• [Complete the following]:
1) From the article on the children's program, return the passage that begins with the words containing "About 80 percent" and ends with "of opiate addiction.", copied word for word.
2) According to the article on the children's program, how many children took part in the program during the 2013-14 fiscal year?
3) List the four main areas that the program focuses on, as named in the article on the children's program.

─── Excerpted text ───

Fifty-one children from 25 families participated in the voluntary program during the 2013-14 fiscal year. Participants may be referred by a health worker or school, or they can contact the program themselves.

Services range from medical and mental health care to academic support to housing, food and transportation help.

The program focuses on four main areas: health and wellness; school success; community connections; and home environment, said Tricia Long, its licensed clinical mental health counselor and case manager.

Connecting to the community is especially important when a parent is released from prison. Having personal ties and a support network helps reduce chances that the parent will go back to jail.

But parents who’ve been in prison might have trouble trusting people, or they may not have the money and transportation needed for their children’s extracurricular activities, Long said.

The program has helped children get involved in Boy Scouts, after-school activities, sports, and summer camp programs.

“Many families don’t feel comfortable accessing the outside world,” said Heather Hobart, the program’s executive director.

Getting to know their community through their children’s activities can help, she said.

A growing problem

About 80 percent of women in Vermont prisons have children.

The number of children with an incarcerated parent is soaring, largely because of opiate addiction.

─── Source material ───

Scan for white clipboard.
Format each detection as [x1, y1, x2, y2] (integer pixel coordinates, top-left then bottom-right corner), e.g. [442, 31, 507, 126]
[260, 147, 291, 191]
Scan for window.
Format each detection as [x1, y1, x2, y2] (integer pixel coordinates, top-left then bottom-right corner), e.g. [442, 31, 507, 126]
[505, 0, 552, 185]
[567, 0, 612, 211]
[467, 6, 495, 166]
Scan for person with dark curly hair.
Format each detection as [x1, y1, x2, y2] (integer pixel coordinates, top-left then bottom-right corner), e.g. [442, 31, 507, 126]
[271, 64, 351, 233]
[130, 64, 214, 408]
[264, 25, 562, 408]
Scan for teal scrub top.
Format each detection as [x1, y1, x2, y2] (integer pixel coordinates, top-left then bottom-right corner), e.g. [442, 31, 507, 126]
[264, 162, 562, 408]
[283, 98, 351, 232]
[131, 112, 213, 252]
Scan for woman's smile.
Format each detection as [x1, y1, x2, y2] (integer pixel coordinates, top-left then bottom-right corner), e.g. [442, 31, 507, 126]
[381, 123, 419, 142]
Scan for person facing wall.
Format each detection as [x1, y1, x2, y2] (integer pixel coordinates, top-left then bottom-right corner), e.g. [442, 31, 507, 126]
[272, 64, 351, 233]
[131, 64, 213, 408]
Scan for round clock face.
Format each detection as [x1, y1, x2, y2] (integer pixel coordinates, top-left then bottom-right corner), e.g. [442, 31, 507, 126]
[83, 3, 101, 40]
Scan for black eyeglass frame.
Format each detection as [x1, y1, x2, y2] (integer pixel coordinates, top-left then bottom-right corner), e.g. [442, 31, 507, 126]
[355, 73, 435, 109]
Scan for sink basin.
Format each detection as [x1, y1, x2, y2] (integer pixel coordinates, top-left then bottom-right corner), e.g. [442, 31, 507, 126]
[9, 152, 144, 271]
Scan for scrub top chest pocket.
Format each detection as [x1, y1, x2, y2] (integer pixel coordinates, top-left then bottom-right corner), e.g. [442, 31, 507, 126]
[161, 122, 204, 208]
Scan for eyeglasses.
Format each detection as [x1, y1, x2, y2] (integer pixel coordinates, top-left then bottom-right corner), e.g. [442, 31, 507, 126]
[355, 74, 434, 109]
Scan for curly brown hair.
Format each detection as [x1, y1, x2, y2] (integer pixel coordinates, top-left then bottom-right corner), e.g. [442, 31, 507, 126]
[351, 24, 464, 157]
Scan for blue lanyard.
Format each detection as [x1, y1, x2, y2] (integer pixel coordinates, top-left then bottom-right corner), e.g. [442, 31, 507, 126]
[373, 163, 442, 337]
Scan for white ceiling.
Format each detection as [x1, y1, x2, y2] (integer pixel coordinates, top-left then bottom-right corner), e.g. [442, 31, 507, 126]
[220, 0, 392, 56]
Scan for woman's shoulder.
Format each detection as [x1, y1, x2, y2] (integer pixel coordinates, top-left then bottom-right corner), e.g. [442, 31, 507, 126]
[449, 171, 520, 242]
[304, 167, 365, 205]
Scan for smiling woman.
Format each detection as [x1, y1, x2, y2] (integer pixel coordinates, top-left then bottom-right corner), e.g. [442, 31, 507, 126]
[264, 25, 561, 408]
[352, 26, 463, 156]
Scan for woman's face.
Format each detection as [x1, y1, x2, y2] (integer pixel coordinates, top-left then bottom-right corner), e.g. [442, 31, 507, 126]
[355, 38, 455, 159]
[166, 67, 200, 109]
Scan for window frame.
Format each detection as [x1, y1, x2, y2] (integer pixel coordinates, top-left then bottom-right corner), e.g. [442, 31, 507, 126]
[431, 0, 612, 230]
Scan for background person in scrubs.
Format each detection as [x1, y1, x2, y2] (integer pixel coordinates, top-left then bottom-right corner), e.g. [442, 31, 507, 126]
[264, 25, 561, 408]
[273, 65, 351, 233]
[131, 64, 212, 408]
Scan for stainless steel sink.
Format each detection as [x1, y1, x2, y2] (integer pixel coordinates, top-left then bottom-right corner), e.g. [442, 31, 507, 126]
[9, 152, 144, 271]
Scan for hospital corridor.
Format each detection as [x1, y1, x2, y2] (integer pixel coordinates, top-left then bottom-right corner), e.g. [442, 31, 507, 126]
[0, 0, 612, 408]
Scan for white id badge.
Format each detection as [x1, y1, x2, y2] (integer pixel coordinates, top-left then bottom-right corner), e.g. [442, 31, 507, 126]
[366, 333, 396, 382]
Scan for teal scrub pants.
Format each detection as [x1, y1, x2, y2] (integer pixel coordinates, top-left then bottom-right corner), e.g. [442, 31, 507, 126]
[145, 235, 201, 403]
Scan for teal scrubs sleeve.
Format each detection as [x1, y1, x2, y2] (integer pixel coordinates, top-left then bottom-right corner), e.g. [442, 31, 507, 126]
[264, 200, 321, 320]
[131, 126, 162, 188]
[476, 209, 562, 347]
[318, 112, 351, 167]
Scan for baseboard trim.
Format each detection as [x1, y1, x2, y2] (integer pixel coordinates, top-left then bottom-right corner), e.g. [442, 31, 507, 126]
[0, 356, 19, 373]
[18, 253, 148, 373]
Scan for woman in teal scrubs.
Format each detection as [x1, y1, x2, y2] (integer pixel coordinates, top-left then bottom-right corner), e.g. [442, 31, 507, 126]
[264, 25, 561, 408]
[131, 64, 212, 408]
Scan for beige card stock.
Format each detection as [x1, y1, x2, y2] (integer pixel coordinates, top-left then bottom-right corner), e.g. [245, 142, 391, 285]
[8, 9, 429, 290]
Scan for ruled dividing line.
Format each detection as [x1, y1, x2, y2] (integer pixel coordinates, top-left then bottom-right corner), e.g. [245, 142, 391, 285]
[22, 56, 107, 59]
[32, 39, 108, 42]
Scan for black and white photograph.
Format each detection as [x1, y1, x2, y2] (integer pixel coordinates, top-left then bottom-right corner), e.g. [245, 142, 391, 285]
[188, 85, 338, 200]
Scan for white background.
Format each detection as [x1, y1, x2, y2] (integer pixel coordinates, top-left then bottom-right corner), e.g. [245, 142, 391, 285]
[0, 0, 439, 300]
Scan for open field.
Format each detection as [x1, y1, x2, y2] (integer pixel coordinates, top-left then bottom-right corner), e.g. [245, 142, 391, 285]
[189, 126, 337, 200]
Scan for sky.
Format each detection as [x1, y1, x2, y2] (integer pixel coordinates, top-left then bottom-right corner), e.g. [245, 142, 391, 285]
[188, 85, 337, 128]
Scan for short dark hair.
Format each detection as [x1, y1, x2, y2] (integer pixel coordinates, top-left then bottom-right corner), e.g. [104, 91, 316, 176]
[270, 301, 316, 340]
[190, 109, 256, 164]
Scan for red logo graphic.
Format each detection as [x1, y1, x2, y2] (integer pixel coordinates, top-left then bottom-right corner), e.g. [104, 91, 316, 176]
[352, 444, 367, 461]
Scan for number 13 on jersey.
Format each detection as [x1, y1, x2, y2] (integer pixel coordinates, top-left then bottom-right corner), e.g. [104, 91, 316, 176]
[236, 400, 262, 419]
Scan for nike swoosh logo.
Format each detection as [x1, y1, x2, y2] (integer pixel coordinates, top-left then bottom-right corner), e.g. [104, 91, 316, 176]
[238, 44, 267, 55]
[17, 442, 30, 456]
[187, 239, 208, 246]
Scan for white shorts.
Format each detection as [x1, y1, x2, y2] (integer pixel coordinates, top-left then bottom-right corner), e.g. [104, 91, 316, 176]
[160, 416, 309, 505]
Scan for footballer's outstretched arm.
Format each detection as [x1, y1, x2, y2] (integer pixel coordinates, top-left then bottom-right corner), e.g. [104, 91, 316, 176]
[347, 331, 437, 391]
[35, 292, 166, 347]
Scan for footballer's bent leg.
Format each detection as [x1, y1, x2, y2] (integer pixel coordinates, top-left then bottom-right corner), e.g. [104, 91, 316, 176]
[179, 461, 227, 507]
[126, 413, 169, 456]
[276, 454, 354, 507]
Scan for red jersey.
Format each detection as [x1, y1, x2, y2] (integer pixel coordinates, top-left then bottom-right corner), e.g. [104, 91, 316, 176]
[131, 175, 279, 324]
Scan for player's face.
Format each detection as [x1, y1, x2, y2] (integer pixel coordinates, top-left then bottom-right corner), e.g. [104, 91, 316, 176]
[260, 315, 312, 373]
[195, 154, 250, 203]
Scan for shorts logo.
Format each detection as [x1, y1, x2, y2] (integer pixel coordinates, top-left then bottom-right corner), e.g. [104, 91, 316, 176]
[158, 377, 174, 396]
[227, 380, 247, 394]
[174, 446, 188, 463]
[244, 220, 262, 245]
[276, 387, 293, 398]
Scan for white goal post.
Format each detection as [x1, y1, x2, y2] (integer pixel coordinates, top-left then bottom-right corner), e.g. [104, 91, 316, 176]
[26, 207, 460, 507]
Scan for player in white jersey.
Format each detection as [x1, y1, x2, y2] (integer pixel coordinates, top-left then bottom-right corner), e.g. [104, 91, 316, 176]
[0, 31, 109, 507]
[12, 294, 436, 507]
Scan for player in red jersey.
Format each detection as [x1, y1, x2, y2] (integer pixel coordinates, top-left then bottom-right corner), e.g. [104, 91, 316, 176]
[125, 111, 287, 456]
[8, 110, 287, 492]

───

• [Responses by item number]:
1)
About 80 percent of women in Vermont prisons have children.

The number of children with an incarcerated parent is soaring, largely because of opiate addiction.

2) Fifty-one children, from 25 families.

3)
- health and wellness
- school success
- community connections
- home environment